=== WORK TO COMPLETE ===
[A] From the black hole passage, list each kind of object that the passage says a dying star's collapse can produce.
[B] Resume the black hole passage after its final line and continue it in the same formal, explanatory register.

=== DOCUMENT SECTION ===
Thursday, September 25, 2014

The Implications If Black Holes Don't Exist

Black holes have been a leading player on the astrophysical scene since at least the 1970's. We know that on the surface of stars like the sun, there is a delicate balance between the inward force of gravity and the outer force caused by thermonuclear fusion, the process by which the sun produces energy. When stars like the sun run out of fuel, this balance is broken, and the force of gravity becomes dominant. This causes the star to collapse into a smaller, denser type of star called a white dwarf. For other stars more massive than the sun, the gravitational collapse of a dying star may be more drastic, causing the core of the star to collapse to become an ultra-dense neutron star. But when even more massive stars collapse at the end of their lifetime, scientists believe the collapse just keeps on going uncontrollably until a black hole is formed.

black hole
A black hole (Credit: NASA/CXC/M.Weiss)

=== INFORMATION PROVIDED ===
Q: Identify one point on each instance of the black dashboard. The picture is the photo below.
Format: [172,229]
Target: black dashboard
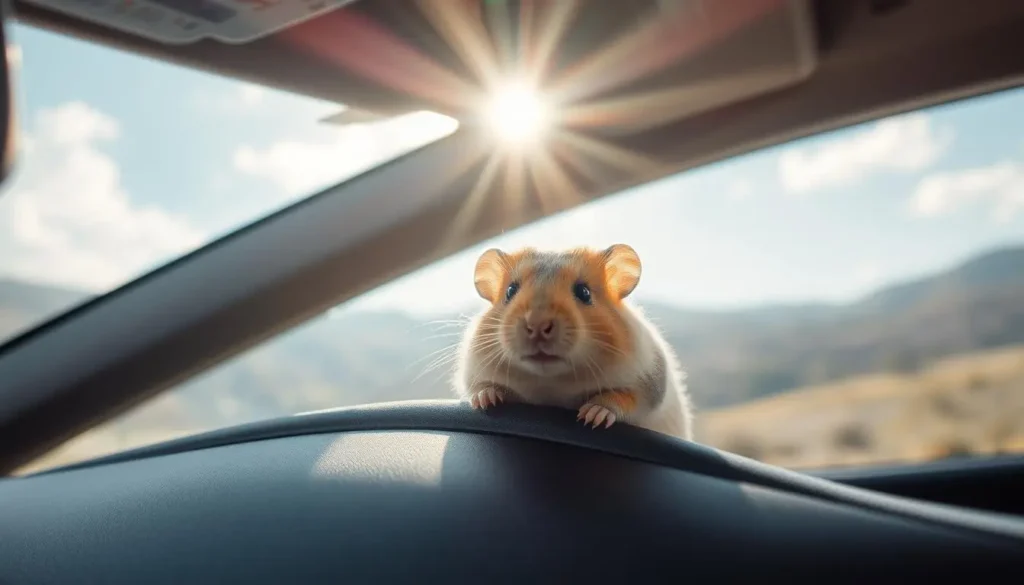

=== EXPECTED ANSWERS ===
[A]
- White dwarf
- Neutron star
- Black hole

[B]
At the core of a black hole is believed to be an infinite density called a singularity. Black holes are believed to have a tremendous gravitational attraction, but no observable surface features in themselves (although we can see their nearby effects). A black hole is believed to be a very simple object that can be completely described by only a few numbers, one of which is its mass.

But yesterday physicist Laura Mersini-Houghton published a scientific paper (not yet peer-reviewed) claiming to show that black holes don't actually exist. According to her calculations, when the most massive type of star is undergoing gravitational collapse, it shrinks to a very small size, but then quantum mechanical effects start to dominate, preventing the star from collapsing to become an infinitely dense singularity.

I gather that by claiming that black holes don't really exist, the idea is not that black holes are a complete illusion, but that they are simply things that don't really have an infinitely dense singularity, as astrophysicists assumed. We know from astronomical observations that the cores of many galaxies have objects that are something like black holes, regardless of whether they have an infinitely dense singularity.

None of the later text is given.